--- DATA PROVIDED ---

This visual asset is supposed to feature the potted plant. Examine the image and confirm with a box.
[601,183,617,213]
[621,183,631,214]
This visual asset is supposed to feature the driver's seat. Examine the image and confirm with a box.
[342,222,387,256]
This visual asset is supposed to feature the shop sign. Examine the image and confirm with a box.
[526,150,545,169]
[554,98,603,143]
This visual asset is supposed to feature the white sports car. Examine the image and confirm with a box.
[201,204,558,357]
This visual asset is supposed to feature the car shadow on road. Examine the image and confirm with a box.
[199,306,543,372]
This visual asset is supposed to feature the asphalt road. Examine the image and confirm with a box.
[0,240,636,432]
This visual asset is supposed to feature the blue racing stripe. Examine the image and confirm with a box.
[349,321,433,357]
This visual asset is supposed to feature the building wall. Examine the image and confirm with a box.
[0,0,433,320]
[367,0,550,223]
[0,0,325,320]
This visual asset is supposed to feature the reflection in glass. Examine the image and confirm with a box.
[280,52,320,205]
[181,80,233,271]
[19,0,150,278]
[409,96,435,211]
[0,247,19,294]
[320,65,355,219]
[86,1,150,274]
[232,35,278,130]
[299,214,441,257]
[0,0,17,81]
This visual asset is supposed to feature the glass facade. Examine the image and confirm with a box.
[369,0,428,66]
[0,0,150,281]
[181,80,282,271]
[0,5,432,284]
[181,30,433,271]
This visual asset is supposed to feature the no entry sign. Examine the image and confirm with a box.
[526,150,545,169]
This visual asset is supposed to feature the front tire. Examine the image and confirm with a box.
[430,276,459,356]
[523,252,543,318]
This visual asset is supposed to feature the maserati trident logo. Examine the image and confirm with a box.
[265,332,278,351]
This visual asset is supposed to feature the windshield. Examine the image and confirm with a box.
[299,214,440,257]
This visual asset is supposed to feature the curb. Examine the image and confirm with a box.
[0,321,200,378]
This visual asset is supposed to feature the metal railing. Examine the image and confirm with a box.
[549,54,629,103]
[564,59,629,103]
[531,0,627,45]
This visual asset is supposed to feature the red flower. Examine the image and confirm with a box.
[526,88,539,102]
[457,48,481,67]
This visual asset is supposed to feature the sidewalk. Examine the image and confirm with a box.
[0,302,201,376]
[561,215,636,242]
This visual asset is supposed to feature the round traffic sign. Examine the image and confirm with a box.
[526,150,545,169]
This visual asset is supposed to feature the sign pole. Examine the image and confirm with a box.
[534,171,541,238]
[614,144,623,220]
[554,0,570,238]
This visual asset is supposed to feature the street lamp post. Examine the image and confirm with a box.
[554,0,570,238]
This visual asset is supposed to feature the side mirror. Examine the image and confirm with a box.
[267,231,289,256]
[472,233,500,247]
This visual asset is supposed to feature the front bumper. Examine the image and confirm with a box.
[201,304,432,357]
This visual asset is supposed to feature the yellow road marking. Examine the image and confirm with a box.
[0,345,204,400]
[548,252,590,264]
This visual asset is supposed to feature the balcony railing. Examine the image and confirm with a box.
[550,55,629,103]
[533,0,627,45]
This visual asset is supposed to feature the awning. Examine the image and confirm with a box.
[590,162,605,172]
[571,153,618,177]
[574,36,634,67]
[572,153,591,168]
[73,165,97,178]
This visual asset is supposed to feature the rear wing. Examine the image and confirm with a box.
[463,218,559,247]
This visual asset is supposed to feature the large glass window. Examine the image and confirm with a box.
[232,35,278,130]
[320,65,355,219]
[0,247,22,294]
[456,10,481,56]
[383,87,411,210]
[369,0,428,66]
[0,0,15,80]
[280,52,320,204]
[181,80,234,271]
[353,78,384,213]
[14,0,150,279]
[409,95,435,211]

---

-- REQUIREMENTS --
Set down all of the material above again, line for line and without any change.

-- CORRECT ANSWER --
This visual asset is supposed to feature the potted plant. Examine the image and confirm with a box.
[601,183,617,213]
[621,183,631,214]
This visual asset is supposed to feature the driver's seat. Examine the image and confirm with a box.
[342,222,387,256]
This visual asset is supposed to feature the shop sign. Examine the image and confirm with a box.
[526,150,545,169]
[554,98,603,143]
This visual asset is supposed to feature the white sports car. Examine the image and confirm with a box.
[201,204,558,357]
This visual asset is supposed to feature the car shadow on road. Examine the image and confirm with a box.
[199,306,543,372]
This visual asset is supposed to feature the asphalt road. Examine the image and confirm with a box.
[0,240,636,432]
This visual asset is supposed to feature the blue racing stripe. Examine the image and confirm with a box.
[349,321,433,357]
This visual asset is supposed to feature the building wall. Examine the image and confirm with a box.
[0,0,433,320]
[367,0,550,223]
[0,0,325,320]
This visual asset is supposed to feature the reflection in glass. Examine the image and confirm with a box.
[280,52,320,205]
[181,80,233,271]
[19,0,150,278]
[409,96,435,211]
[0,247,19,294]
[320,65,355,219]
[86,1,150,274]
[232,35,278,130]
[299,214,441,257]
[0,0,17,81]
This visual asset is supposed to feature the glass facade. Examine the image and confirm with a box.
[369,0,428,66]
[0,0,150,281]
[181,80,282,271]
[0,5,432,284]
[181,30,433,271]
This visual asset is supposed to feature the no entry sign. Examine the image and confirm with a box.
[526,150,545,169]
This visual asset is supposed to feature the front tire. Examine the image and confirm with a box.
[430,276,459,356]
[523,252,543,318]
This visual asset is supposed to feature the maserati trident logo. Examine the image and confirm with a box.
[265,332,278,351]
This visual asset is supposed to feature the windshield. Examine the image and confirm with a box.
[299,214,440,257]
This visual asset is supposed to feature the curb. Examine the image and confirm with a box.
[0,321,200,378]
This visual asset is supposed to feature the metal railing. Examine the image and confirm with a box.
[549,54,629,103]
[564,59,629,103]
[531,0,627,45]
This visual asset is supposed to feature the red flower. Examine the image and confirm with a box.
[526,88,539,102]
[457,48,481,67]
This visual asset is supposed to feature the sidewalk. Examine the image and confirm with a box.
[0,302,201,376]
[561,215,636,242]
This visual asset is supposed to feature the round traffic sign. Examine the image and confirm with a box.
[526,150,545,169]
This visual asset is supposed to feature the sign pole. Examine the image and confirm with a box.
[534,171,541,238]
[614,144,623,220]
[554,0,570,238]
This visual asset is supposed to feature the street lamp post. Examine the image and confirm with a box.
[554,0,570,238]
This visual asset is supposed to feature the side mirror. Examine the image and confirm with a box.
[267,231,289,256]
[472,233,500,247]
This visual asset is supposed to feature the front bumper. Examine the image and confirm with a box.
[201,304,432,357]
This visual asset is supposed to feature the yellow road marking. Examine the image and confirm with a box.
[0,345,204,400]
[548,252,590,264]
This visual asset is supposed to feature the balcony railing. Examine the image and confirm with a box.
[550,55,629,103]
[533,0,627,45]
This visual asset is supposed to feature the awning. Examine the image and confirm with a box.
[590,162,605,172]
[571,153,618,177]
[574,36,634,67]
[572,153,591,168]
[73,165,97,178]
This visual asset is supposed to feature the rear wing. Examine the image and confirm with a box.
[463,218,559,247]
This visual asset is supposed to feature the large glass window. Examine the image and confirm with a box.
[232,35,278,130]
[320,65,355,219]
[0,247,22,294]
[456,10,481,56]
[383,87,411,210]
[369,0,428,66]
[0,0,15,80]
[280,52,320,204]
[181,80,234,271]
[353,78,384,213]
[14,0,150,279]
[409,95,435,211]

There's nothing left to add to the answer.